**TASK TO CARRY OUT**.
Rewrite the lines below, replacing every "instance" with "occurrence" and leaving everything else unchanged.

**STORED RECORDS**.

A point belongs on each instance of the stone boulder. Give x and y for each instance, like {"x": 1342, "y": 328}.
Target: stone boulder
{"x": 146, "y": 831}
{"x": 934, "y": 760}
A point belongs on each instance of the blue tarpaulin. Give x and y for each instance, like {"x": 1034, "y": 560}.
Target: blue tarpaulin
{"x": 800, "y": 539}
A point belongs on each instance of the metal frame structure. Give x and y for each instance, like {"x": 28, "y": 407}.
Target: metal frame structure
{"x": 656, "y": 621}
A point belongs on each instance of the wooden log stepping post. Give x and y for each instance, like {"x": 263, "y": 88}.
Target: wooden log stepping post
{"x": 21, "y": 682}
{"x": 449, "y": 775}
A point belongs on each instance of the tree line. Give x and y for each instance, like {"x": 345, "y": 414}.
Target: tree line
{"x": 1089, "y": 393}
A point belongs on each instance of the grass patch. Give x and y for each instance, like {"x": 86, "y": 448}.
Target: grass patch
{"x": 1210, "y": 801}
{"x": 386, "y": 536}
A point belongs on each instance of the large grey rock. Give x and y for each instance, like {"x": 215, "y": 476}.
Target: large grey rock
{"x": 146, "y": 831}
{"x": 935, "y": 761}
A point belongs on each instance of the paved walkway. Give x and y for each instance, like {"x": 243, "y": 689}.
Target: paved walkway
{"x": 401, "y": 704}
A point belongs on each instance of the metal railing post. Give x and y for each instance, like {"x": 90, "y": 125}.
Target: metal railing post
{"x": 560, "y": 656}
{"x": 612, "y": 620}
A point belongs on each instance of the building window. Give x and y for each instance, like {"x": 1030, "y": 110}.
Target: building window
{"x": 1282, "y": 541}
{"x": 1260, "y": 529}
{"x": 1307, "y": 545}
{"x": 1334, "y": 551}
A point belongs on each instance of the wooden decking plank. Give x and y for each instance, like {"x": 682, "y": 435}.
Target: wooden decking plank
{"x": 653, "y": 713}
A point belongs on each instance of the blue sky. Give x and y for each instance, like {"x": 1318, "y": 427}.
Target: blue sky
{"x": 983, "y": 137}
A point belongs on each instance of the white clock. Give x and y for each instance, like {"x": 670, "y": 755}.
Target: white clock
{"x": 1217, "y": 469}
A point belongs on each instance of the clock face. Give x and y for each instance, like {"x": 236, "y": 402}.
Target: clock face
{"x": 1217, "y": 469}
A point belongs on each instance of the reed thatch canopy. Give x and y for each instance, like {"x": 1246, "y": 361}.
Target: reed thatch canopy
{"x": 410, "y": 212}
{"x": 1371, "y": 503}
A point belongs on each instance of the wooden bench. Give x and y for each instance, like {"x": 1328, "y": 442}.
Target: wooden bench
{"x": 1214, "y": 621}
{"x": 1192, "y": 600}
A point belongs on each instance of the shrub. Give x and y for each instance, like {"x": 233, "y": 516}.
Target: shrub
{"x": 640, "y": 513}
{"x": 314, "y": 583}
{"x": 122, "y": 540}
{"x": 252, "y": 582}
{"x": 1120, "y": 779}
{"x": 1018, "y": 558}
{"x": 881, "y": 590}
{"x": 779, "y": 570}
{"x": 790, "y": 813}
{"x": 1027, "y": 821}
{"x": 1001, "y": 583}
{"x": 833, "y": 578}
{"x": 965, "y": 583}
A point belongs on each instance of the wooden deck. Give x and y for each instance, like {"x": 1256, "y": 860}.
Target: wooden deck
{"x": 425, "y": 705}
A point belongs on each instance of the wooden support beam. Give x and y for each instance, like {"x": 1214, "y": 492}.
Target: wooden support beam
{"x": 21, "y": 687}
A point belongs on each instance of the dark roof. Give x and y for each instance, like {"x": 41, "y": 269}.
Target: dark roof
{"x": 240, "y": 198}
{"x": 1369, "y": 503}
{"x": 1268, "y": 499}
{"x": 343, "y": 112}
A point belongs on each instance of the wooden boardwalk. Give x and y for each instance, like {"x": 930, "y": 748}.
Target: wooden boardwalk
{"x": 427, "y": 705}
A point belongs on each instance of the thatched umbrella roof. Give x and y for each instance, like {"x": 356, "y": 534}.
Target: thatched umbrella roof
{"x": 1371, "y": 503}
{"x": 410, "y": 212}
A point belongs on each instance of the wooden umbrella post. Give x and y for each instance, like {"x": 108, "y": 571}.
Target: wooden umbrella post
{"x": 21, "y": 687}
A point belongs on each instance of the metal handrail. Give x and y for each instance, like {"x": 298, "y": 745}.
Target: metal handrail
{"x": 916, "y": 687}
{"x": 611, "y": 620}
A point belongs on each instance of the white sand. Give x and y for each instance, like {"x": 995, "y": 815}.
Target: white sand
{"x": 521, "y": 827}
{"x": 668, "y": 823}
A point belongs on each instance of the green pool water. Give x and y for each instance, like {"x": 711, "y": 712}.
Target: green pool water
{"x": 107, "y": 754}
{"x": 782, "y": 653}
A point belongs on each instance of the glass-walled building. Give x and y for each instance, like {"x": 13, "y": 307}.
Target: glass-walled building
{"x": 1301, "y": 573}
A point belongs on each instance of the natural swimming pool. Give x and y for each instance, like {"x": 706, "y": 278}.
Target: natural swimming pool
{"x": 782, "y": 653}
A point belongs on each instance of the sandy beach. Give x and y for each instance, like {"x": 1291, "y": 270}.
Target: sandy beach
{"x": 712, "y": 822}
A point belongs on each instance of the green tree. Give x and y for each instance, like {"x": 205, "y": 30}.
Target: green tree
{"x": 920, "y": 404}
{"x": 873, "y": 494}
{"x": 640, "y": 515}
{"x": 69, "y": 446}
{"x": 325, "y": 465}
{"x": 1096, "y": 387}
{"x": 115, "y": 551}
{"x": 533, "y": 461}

**THE ANSWER**.
A point belongs on each occurrence of the stone boulder. Give x and y for each occurrence, like {"x": 1342, "y": 328}.
Target: stone boulder
{"x": 146, "y": 831}
{"x": 934, "y": 760}
A point belongs on each occurrence of the blue tarpaulin. Give x and y for each occurrence, like {"x": 1034, "y": 560}.
Target: blue tarpaulin
{"x": 800, "y": 539}
A point belongs on each occurrence of the metal frame structure. Give x and y for each occurrence, like {"x": 28, "y": 407}.
Target: metal frame structure
{"x": 656, "y": 621}
A point belongs on each occurrence of the wooden log stepping post. Give x and y for each occurrence, like {"x": 263, "y": 88}.
Target: wooden log stepping post
{"x": 21, "y": 682}
{"x": 449, "y": 775}
A point belongs on each occurrence of the tree line. Give x and y for each occurrence, like {"x": 345, "y": 414}.
Target: tree line
{"x": 1089, "y": 393}
A point belongs on each occurrence of the grass patch. Give x and y for each occurrence, like {"x": 86, "y": 448}.
Target: grass patch
{"x": 1210, "y": 801}
{"x": 386, "y": 536}
A point belongs on each occurrence of the large grey rock. Give x and y for each occurrence, like {"x": 215, "y": 476}.
Target: large grey rock
{"x": 146, "y": 831}
{"x": 935, "y": 761}
A point belongs on each occurrence of the paved walkway. Give x and y for each occurrence, like {"x": 243, "y": 689}.
Target: paved walkway
{"x": 401, "y": 704}
A point belongs on each occurrence of the metal railing post. Give x and y for each occurrence, like {"x": 90, "y": 125}.
Target: metal railing post
{"x": 560, "y": 656}
{"x": 612, "y": 620}
A point belongs on each occurrence of the building window. Give x and y for each occurrence, like {"x": 1030, "y": 110}.
Target: building window
{"x": 1282, "y": 541}
{"x": 1260, "y": 529}
{"x": 1307, "y": 545}
{"x": 1334, "y": 551}
A point belongs on each occurrence of the wooden decking plank. Give x and y for each occurrence, like {"x": 682, "y": 435}.
Target: wooden decking plank
{"x": 653, "y": 713}
A point belongs on each occurrence of the blue sky. Give x and y for each occurrence, like {"x": 1318, "y": 427}.
Target: blue sky
{"x": 983, "y": 137}
A point belongs on each occurrence of the white clock. Give x and y for each occurrence, like {"x": 670, "y": 755}.
Target: white clock
{"x": 1217, "y": 469}
A point belongs on each occurrence of the clock face. Give x and y for each occurrence, like {"x": 236, "y": 402}.
Target: clock face
{"x": 1217, "y": 469}
A point belongs on each occurrence of the reed thatch canopy. Give x and y for each occurrence, like {"x": 1246, "y": 361}.
Target: reed thatch canopy
{"x": 410, "y": 212}
{"x": 1371, "y": 503}
A point belongs on each occurrence of the wooden bench. Give x and y for each occurrence, like {"x": 1328, "y": 442}.
Target: wooden bench
{"x": 1214, "y": 621}
{"x": 1192, "y": 600}
A point belongs on each occurrence of the shrub. Give x and y for each occurrence, like {"x": 233, "y": 516}.
Target: shrub
{"x": 640, "y": 513}
{"x": 314, "y": 583}
{"x": 122, "y": 540}
{"x": 252, "y": 582}
{"x": 1120, "y": 779}
{"x": 1018, "y": 558}
{"x": 881, "y": 590}
{"x": 779, "y": 570}
{"x": 790, "y": 813}
{"x": 1027, "y": 821}
{"x": 1001, "y": 583}
{"x": 833, "y": 578}
{"x": 965, "y": 583}
A point belongs on each occurrence of the wooden deck. Give x and y for each occurrence, like {"x": 1256, "y": 860}.
Target: wooden deck
{"x": 425, "y": 705}
A point belongs on each occurrence of the wooden support beam. Give x and y for each occurrence, like {"x": 1214, "y": 492}.
Target: wooden support beam
{"x": 21, "y": 687}
A point belongs on each occurrence of the dark roof. Give x and y for each occurrence, like {"x": 41, "y": 269}.
Target: dark roof
{"x": 240, "y": 198}
{"x": 1369, "y": 503}
{"x": 1268, "y": 499}
{"x": 343, "y": 112}
A point belongs on each occurrence of the wooden boardwalk. Give x and y for each occurrence, like {"x": 930, "y": 748}.
Target: wooden boardwalk
{"x": 427, "y": 705}
A point belongs on each occurrence of the thatched umbrella roof. Give x and y for each occurrence, like {"x": 356, "y": 534}.
Target: thatched umbrella roof
{"x": 1371, "y": 503}
{"x": 410, "y": 212}
A point belongs on each occurrence of the wooden umbrella post. Give x and y for each occurrence, like {"x": 108, "y": 571}.
Target: wooden umbrella post
{"x": 21, "y": 687}
A point belongs on each occurrence of the metal handrail. Give x and y for each occurrence, like {"x": 298, "y": 745}.
Target: metal handrail
{"x": 916, "y": 687}
{"x": 611, "y": 620}
A point belongs on each occurrence of the white sand. Give x and y for each occurrence, like {"x": 995, "y": 815}.
Target: white sand
{"x": 521, "y": 827}
{"x": 668, "y": 823}
A point belongs on each occurrence of the green pool water. Give x and y for each occurrence, like {"x": 711, "y": 712}.
Target: green pool water
{"x": 107, "y": 754}
{"x": 782, "y": 653}
A point belongs on each occurrence of the glass-walled building. Give x and y for each occurrence, like {"x": 13, "y": 307}.
Target: glass-walled building
{"x": 1301, "y": 573}
A point belongs on each occurrence of the natural swimming pool. Give x and y for each occurrence, like {"x": 706, "y": 278}.
Target: natural swimming pool
{"x": 782, "y": 653}
A point belongs on each occurrence of the sandy beach. Give x and y for each occurrence, like {"x": 1291, "y": 270}.
Target: sandy beach
{"x": 712, "y": 822}
A point belongs on each occurrence of the green tree. Give x and y for each occurrence, like {"x": 205, "y": 30}.
Target: green tree
{"x": 920, "y": 404}
{"x": 873, "y": 494}
{"x": 640, "y": 515}
{"x": 69, "y": 446}
{"x": 325, "y": 465}
{"x": 1096, "y": 387}
{"x": 115, "y": 551}
{"x": 533, "y": 461}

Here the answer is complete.